Selection ->
┌──
The cyber security market is full of vendors selling next-generation tools and services, all powered by blockchain, machine learning and AI, not to mention the managed service providers, consultants, and systems integrators to help get systems installed and working. The world is full of people emphasising the importance of cyber security, and cyber hygiene, full of throw away advice lines like “treat your passwords like your underwear”1 – a quick google search found over 24 million results.

But how do businesses know which advice is right for them, let alone which product to buy, process to implement or partner to work with to achieve cyber security from this range of products and services? Particularly when the challenges each business faces are unique to that business. This has led us to a different opinion of what the basics of cyber-security are:

We believe that the basics of cyber-security resolve around understanding cyber for that business, i.e. what information the business has, the importance of the information for the business, and therefore how it needs to be protected. Any cyber-security solution should reduce business friction, and add value to the company over the long term.

If done correctly this means that any time and effort, (and consequently money) a business puts into cyber-security, will be appropriate for that business – there is little point in an organisation spending thousands in keeping marketing copy private, if it is already available on the internet as part of a current campaign, whereas accounting information, HR data or other information might be much more important to protect.  Therefore we use a simple 3 step model to implement the basics of cyber-security:

1. Step 1: What and Where. Identify all information resources in the business

2. Step 2: Why and How. Evaluate the relative importance of these information resources to the business within a risk and threat based framework.
└──
Stored rows ->
┌──
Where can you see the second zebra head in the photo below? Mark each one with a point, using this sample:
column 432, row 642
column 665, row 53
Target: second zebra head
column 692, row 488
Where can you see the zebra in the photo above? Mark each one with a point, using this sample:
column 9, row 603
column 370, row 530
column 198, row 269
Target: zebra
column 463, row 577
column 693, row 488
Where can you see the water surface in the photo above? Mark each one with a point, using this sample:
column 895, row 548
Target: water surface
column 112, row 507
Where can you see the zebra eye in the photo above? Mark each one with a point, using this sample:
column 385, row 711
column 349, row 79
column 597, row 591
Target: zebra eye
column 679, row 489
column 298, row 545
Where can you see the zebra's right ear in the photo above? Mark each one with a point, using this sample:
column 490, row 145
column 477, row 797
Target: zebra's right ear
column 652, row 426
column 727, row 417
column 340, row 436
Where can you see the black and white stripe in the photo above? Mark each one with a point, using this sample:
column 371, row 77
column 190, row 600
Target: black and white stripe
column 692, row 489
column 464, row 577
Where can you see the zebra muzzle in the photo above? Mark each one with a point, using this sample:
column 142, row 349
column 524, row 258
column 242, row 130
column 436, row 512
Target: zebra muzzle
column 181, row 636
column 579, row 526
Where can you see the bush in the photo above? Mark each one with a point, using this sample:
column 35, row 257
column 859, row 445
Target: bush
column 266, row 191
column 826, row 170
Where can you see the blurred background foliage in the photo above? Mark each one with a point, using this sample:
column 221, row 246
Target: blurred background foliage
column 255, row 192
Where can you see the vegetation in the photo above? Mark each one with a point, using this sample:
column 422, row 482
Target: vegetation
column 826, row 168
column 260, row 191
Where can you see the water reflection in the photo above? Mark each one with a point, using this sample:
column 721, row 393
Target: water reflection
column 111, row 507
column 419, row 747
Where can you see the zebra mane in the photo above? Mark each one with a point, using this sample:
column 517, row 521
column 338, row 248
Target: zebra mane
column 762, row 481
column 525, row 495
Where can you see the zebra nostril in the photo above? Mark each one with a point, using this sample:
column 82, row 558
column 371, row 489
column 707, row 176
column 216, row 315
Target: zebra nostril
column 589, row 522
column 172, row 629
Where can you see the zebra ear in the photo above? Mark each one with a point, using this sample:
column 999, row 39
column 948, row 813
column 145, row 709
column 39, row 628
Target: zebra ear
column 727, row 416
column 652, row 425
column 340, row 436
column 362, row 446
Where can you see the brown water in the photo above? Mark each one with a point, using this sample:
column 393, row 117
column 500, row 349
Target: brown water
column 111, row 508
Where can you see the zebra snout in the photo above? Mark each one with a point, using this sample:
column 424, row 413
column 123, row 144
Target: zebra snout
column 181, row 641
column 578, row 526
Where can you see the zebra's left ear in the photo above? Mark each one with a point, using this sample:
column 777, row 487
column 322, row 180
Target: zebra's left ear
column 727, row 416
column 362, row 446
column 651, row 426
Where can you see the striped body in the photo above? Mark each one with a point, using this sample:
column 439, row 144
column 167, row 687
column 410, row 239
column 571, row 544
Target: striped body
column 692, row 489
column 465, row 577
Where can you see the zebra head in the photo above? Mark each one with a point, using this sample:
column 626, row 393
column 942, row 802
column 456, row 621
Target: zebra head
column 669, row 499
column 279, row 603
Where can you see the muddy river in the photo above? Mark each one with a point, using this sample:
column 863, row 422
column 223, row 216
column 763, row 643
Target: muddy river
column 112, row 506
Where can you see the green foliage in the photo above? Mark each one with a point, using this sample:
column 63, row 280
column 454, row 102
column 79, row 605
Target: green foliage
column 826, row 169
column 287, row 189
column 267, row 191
└──
Goals ->
1 - Summarize the selection in two sentences.
2 - Rewrite the paragraph of the selection beginning "If done correctly" more briefly, keeping its main facts.

Solutions below ->
1 - Businesses face a market crowded with cyber-security vendors and generic advice, which makes it hard to know which advice, product, process, or partner suits their unique challenges. The selection holds that the basics of cyber security center on understanding what information a business has, how important it is, and therefore how it must be protected, with any solution reducing business friction and adding long-term value.

2 - Done correctly, this approach makes the time, effort, and money a business spends on cyber security appropriate to that business. There is little point in paying thousands to keep marketing copy private when a current campaign has already put it on the internet, while accounting information, HR data, or other information may matter much more. We therefore use a simple three-step model to implement the basics of cyber security.